Article
-- Begin --
The JDBC world has changed a lot in Clojure in the last few years.
Yeah, if your DB needs that.
And you may need :result-type :forward-only
and probably :fetch-size
(set according to however your DB wants it).
am I correct to make the assumption that
(jdbc/query db-spec expiration-query
{:row-fn handle-row})
will lazily query over the whole table one row at a time?It depends what you mean by "lazily" there...
jdbc/query
realizes the entire result, which is independent of whether the database fetches "lazily" (in batches/chunks).
In your code above, it would return a (fully-realized) sequence of all the results from calling handle-row
on each row fetched from the database.
That's the main difference with reducible-query
-- it doesn't actually do anything until you reduce
it somehow, and you can control what happens with the result accumulation (so you can process a row and essentially "throw away" the result).
The "lazy" in the docs is intended to mean you can process an arbitrarily large result set without bringing it all into memory.
-- End --
Information provided
-- Begin --
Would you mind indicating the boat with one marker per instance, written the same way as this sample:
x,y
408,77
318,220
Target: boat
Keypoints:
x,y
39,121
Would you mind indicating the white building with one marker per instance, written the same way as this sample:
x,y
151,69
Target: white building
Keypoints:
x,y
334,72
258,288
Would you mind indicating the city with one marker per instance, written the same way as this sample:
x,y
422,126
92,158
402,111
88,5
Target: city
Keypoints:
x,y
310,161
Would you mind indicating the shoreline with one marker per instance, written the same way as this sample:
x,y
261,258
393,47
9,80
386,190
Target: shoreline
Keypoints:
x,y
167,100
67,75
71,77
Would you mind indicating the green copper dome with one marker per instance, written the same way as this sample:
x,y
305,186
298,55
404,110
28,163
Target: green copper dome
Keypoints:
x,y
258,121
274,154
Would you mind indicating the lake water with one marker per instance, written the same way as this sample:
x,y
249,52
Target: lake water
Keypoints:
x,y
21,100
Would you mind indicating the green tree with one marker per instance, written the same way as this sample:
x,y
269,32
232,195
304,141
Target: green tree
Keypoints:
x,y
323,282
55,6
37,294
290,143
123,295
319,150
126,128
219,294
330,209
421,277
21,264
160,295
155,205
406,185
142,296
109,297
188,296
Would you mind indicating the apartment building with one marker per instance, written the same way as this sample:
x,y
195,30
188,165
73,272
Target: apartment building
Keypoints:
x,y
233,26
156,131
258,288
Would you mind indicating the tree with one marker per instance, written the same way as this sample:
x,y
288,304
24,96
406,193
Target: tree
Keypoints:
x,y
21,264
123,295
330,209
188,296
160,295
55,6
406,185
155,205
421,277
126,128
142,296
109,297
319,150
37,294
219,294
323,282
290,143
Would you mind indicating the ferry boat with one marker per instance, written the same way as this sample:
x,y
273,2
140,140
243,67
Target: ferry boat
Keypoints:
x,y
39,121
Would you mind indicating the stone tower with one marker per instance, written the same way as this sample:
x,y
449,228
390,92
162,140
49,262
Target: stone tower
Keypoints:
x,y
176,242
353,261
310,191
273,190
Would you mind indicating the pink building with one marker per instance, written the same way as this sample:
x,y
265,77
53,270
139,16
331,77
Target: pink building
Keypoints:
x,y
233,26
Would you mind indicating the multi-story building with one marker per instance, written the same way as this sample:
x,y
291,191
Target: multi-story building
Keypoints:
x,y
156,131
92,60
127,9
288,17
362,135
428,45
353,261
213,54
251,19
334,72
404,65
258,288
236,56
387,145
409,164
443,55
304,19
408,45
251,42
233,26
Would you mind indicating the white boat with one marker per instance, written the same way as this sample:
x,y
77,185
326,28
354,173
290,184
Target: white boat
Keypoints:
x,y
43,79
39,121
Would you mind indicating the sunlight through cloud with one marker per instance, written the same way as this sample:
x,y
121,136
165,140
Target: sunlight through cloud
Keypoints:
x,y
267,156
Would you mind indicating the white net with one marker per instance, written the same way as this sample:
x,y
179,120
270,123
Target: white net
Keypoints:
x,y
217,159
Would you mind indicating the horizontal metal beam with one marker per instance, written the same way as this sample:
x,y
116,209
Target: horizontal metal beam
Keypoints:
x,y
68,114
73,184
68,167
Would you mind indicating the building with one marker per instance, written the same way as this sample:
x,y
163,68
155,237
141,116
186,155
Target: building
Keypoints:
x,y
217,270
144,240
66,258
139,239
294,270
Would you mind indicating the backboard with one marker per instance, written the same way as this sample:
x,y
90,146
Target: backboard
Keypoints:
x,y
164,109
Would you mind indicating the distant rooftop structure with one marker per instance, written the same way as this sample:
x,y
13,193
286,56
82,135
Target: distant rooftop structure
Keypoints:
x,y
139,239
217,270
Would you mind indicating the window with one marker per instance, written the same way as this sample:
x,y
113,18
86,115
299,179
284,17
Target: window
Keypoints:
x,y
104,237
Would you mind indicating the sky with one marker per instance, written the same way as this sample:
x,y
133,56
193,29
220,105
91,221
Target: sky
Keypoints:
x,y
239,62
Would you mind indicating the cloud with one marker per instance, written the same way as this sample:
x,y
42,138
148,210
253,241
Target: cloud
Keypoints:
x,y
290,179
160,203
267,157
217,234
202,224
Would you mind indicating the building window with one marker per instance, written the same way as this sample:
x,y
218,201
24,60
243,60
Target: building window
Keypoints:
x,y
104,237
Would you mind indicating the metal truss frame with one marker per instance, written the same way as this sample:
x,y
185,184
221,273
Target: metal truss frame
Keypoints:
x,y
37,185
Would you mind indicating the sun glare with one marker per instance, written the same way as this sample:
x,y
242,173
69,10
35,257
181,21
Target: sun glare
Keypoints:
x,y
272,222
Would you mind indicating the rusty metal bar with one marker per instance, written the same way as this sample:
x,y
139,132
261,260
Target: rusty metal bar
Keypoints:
-- End --
Task instructions
• A. Answer these questions from the JDBC passage:
(i) What does jdbc/query do with the result?
(ii) Besides :result-type :forward-only, which option will probably be needed?
(iii) What is the "lazy" in the docs intended to mean?
• B. Write out the stretch of the JDBC passage from "That's the main" through "all into memory.", copying it word for word.
The entries have no connection to the JDBC passage.

The responses
• A.
(i) It realizes the entire result.
(ii) :fetch-size
(iii) That you can process an arbitrarily large result set without bringing it all into memory.

• B.
That's the main difference with reducible-query
-- it doesn't actually do anything until you reduce
it somehow, and you can control what happens with the result accumulation (so you can process a row and essentially "throw away" the result).
The "lazy" in the docs is intended to mean you can process an arbitrarily large result set without bringing it all into memory.